Entries shown —
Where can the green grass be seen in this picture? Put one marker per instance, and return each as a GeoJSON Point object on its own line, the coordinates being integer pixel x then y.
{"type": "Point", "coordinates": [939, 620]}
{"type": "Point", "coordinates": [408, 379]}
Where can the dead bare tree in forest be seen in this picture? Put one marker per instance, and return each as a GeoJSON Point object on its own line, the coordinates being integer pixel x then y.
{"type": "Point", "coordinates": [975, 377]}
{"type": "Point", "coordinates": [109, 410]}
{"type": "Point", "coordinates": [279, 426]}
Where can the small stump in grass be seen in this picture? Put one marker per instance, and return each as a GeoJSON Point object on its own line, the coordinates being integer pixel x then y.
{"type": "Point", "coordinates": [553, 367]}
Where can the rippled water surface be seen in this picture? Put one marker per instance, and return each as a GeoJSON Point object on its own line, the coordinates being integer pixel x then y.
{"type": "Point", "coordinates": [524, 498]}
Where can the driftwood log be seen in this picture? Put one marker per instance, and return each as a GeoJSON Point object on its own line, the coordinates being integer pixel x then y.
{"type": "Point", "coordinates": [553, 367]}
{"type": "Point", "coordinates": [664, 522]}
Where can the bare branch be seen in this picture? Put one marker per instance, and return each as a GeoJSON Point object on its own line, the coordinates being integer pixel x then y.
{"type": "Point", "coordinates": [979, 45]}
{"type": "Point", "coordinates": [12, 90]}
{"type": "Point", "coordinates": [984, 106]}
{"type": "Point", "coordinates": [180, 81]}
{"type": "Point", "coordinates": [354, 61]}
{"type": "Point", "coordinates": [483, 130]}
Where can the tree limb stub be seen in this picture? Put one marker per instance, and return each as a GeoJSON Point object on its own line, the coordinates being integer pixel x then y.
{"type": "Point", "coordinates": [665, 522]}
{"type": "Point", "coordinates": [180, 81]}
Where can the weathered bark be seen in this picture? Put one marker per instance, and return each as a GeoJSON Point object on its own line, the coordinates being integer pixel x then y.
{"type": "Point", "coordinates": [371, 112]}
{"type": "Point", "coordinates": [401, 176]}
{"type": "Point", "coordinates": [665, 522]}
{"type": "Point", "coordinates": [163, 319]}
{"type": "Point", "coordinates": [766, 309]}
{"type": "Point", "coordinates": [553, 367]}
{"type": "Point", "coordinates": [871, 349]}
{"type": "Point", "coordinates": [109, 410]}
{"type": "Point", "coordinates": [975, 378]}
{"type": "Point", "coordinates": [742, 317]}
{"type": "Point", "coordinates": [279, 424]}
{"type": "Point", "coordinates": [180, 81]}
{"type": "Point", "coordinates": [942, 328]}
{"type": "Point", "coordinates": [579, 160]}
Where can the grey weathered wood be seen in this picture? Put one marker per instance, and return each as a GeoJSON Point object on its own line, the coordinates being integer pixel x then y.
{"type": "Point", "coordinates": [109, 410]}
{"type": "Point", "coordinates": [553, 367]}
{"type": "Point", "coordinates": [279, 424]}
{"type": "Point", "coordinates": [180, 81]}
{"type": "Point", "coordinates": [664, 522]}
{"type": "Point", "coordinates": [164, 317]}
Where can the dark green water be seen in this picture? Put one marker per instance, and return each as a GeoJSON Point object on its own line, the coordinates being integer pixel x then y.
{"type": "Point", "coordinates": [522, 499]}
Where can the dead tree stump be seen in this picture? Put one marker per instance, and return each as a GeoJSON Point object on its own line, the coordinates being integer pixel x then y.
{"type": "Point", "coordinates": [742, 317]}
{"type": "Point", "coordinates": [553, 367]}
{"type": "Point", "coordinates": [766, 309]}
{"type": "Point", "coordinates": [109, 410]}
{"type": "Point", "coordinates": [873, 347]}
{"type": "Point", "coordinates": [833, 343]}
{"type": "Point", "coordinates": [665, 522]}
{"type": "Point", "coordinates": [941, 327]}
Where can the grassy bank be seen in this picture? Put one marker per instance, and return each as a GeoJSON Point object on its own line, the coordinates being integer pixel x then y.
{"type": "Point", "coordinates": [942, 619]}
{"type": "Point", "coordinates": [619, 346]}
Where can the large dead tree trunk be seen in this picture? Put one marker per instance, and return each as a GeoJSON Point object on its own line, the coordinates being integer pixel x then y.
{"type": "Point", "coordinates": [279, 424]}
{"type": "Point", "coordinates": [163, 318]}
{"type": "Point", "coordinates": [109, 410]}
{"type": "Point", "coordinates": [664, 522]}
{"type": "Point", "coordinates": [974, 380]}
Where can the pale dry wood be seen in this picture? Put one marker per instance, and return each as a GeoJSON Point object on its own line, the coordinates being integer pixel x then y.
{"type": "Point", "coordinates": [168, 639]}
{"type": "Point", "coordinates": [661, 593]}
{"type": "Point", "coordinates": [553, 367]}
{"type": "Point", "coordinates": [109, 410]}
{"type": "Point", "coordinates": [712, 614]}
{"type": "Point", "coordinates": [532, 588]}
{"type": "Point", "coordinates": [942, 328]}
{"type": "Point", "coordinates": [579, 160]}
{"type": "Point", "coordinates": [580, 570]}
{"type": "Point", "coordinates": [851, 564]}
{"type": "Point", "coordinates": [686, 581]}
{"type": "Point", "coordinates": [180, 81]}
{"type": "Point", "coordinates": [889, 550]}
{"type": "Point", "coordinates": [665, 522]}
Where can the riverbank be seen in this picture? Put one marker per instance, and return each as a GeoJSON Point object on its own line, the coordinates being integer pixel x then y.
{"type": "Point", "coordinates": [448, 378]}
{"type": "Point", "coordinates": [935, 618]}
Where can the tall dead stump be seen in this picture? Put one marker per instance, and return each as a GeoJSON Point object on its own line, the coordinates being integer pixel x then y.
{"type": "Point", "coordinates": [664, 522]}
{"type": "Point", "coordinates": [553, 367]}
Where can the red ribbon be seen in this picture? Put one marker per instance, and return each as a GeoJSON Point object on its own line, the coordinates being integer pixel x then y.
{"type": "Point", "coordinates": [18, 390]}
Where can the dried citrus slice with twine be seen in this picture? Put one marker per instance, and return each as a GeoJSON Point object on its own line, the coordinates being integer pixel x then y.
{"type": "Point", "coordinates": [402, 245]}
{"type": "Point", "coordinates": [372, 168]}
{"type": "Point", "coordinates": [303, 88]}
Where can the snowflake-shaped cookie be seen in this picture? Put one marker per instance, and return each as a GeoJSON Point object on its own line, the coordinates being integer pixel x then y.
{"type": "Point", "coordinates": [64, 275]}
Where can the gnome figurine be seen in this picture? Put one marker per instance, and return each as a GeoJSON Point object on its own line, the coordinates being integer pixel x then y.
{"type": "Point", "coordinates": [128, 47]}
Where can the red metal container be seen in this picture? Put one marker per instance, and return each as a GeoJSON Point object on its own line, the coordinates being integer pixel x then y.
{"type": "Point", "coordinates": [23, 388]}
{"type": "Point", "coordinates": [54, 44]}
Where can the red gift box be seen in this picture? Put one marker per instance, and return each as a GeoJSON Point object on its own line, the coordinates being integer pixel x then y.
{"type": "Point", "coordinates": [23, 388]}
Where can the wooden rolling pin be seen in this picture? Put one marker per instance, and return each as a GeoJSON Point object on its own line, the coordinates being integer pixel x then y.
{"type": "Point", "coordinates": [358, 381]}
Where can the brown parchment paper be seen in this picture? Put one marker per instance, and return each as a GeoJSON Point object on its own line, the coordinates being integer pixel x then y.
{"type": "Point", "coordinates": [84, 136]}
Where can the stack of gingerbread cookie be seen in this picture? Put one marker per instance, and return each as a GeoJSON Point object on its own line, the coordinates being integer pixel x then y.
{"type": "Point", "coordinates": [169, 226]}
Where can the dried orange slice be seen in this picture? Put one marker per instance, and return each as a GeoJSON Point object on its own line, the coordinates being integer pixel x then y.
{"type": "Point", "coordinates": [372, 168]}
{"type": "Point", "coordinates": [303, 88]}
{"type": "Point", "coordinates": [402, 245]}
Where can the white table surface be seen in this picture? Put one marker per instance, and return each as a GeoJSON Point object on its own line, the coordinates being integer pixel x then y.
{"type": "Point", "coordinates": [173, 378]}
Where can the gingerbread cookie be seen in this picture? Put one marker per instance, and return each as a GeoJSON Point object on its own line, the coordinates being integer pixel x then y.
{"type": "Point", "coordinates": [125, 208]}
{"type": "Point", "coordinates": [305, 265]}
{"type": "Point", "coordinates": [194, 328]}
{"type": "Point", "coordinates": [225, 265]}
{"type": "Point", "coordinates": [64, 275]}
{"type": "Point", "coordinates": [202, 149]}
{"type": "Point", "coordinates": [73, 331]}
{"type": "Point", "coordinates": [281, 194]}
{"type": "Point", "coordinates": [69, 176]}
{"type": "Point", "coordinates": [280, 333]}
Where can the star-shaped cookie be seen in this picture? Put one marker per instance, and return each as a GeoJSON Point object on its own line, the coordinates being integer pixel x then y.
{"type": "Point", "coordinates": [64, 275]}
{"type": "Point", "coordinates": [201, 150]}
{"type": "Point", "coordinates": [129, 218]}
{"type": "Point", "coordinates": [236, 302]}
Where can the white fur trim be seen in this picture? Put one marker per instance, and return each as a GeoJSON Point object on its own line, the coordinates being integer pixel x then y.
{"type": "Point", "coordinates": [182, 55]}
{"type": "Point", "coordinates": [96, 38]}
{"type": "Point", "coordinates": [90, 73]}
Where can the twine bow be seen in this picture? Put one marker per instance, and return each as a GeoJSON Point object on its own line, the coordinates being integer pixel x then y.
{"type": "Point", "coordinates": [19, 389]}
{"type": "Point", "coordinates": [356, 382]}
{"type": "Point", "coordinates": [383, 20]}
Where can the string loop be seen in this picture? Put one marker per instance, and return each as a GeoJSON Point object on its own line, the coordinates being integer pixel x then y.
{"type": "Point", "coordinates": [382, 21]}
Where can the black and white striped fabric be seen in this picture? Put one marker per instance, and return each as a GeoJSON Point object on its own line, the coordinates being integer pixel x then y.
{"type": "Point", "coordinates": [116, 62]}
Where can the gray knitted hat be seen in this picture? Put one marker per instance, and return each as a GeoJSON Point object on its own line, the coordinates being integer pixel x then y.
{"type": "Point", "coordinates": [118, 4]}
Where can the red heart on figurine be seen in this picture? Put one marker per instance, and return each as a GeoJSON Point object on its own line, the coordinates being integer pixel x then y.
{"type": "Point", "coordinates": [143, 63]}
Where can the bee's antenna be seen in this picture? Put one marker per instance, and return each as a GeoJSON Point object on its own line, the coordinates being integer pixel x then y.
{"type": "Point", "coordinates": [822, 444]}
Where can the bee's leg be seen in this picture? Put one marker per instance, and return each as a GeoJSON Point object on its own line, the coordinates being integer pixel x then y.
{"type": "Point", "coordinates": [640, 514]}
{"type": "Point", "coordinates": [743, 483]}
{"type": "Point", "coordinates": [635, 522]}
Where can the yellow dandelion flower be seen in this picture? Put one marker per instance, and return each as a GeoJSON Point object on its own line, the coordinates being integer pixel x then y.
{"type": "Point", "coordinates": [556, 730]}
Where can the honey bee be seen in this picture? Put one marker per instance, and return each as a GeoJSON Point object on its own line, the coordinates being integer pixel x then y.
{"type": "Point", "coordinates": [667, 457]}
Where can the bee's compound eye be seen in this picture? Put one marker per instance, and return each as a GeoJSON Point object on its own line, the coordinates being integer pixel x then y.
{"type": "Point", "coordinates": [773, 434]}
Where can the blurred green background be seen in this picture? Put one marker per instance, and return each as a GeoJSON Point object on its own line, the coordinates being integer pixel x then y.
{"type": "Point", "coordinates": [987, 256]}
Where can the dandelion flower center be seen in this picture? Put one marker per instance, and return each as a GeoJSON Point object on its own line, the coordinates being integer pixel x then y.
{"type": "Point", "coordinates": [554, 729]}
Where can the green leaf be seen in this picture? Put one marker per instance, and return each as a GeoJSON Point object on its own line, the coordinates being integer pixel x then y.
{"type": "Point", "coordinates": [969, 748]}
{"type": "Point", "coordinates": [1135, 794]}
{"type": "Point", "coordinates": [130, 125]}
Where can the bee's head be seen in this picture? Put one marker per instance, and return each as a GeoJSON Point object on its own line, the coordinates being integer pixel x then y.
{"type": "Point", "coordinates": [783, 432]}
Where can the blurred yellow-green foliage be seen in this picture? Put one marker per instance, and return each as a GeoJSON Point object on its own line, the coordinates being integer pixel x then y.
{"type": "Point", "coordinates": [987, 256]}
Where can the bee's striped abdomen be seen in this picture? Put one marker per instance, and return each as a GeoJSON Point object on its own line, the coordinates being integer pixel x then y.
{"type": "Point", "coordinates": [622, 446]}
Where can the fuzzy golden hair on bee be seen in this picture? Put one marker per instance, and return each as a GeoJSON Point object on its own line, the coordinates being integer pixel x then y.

What to work on — Reproduce exactly the line bearing "Where can the dandelion" and all the lines that come after it in the records above; add nothing.

Answer to the exercise —
Where can the dandelion flower center be seen in this picture? Put one marker per instance, and return each as a GeoJSON Point object on its own line, the coordinates being integer pixel x then y.
{"type": "Point", "coordinates": [554, 729]}
Where can the green leaf be seen in this picture? Put one marker per instance, and return each as a GeoJSON Point object on its own line, the coordinates being integer pixel x then y.
{"type": "Point", "coordinates": [969, 748]}
{"type": "Point", "coordinates": [1135, 794]}
{"type": "Point", "coordinates": [130, 125]}
Where can the bee's head be seen in this picture? Put one marker per instance, and return each as a GeoJSON Point object on its own line, the coordinates being integer pixel x then y.
{"type": "Point", "coordinates": [783, 432]}
Where can the blurred yellow-green foliage be seen in this picture? Put one marker per instance, and return each as a GeoJSON Point object on its own line, the coordinates being integer pixel x then y.
{"type": "Point", "coordinates": [987, 256]}
Where can the bee's striped abdomen be seen in this picture? Put one marker per instance, and return each as a GeoJSON Point object on its own line, the coordinates being integer pixel x then y.
{"type": "Point", "coordinates": [622, 446]}
Where can the fuzzy golden hair on bee be seen in this picture? Put one marker per instance, and return each as a GeoJSON Point object on its own line, the coordinates being integer pixel x then y.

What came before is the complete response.